Written task. Can you reproduce every line of the data below verbatim, with no changes?

=====

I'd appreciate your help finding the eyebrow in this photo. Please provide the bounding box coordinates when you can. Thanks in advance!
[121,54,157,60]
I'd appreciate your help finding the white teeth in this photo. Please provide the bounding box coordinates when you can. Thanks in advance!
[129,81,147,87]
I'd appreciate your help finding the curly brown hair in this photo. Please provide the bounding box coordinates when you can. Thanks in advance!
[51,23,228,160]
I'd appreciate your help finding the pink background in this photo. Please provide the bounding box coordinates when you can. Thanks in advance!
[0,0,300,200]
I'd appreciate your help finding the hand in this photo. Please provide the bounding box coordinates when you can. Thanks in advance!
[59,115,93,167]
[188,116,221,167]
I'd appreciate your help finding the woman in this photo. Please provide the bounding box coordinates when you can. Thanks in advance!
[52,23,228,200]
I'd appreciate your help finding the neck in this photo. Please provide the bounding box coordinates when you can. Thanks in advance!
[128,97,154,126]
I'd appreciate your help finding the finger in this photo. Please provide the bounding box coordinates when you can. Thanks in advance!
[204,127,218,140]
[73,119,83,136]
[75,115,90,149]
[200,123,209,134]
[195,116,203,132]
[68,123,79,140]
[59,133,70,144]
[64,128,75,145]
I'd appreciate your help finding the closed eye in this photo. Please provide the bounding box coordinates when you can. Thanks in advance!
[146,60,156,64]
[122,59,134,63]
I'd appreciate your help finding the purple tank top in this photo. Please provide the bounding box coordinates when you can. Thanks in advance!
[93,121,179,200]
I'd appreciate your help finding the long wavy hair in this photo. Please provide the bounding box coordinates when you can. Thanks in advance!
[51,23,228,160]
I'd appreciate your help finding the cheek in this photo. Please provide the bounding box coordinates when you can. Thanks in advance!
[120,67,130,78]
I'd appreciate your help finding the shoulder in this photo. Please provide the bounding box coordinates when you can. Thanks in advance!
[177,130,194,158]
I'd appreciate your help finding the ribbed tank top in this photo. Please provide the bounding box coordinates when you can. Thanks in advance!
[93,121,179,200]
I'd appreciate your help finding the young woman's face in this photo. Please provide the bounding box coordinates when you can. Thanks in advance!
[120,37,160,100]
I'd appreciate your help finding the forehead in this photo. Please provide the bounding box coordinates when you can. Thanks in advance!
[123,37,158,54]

=====

Solution to this task.
I'd appreciate your help finding the eyebrow in this photo. Please provide the bounding box coordinates when you can. Thanks in advance!
[121,54,157,60]
I'd appreciate your help finding the white teeth in this photo. Please provide the bounding box coordinates when you can. Thanks in advance!
[129,81,147,87]
I'd appreciate your help finding the curly brown hair in this photo. Please provide the bounding box coordinates when you can. Thanks in advance!
[51,23,228,160]
I'd appreciate your help finding the pink background in this photo. Please provide the bounding box coordinates when you can. Thanks in advance!
[0,0,300,200]
I'd appreciate your help finding the hand in this photo. Please provide the bounding box coordinates when you can. Thanks in advance!
[59,115,93,167]
[188,116,221,167]
I'd appreciate your help finding the woman in this photo. Please provide the bounding box coordinates when you can. Thanks in advance!
[52,23,228,200]
I'd appreciate your help finding the neck in this photo. Please provide the bounding box coordinates when you can. Thanks in advance!
[128,97,154,126]
I'd appreciate your help finding the finger in this photo. Please provide the bounding box coordinates when you can. Thanks in advance!
[204,127,218,140]
[73,119,83,136]
[75,115,90,149]
[200,123,209,134]
[195,116,203,132]
[68,123,79,140]
[59,133,70,144]
[64,128,75,145]
I'd appreciate your help finding the closed eye in this photo. Please provide the bounding box coordinates when you can. Thanks in advance!
[146,60,156,64]
[122,59,134,63]
I'd appreciate your help finding the purple tank top in this photo. Please provide the bounding box coordinates when you can. Thanks in advance!
[93,121,179,200]
I'd appreciate your help finding the long wavy hair in this photo. Please provide the bounding box coordinates when you can. Thanks in advance!
[51,23,228,160]
I'd appreciate your help finding the cheek in this photo. Please provide the bounding box coordinates when you can. Thanks in advance!
[120,67,130,78]
I'd appreciate your help finding the shoulder in this photo. Please provide the bounding box coordinates when you can. Thanks in advance!
[177,130,194,158]
I'd appreciate your help finding the ribbed tank top in this photo. Please provide the bounding box coordinates when you can. Thanks in advance!
[93,121,179,200]
I'd appreciate your help finding the young woman's face in this photo. Please provide the bounding box coordinates when you can. Thanks in advance!
[120,37,160,100]
I'd appreciate your help finding the forehead in this photo. Please provide the bounding box coordinates when you can. Thanks in advance!
[123,37,158,54]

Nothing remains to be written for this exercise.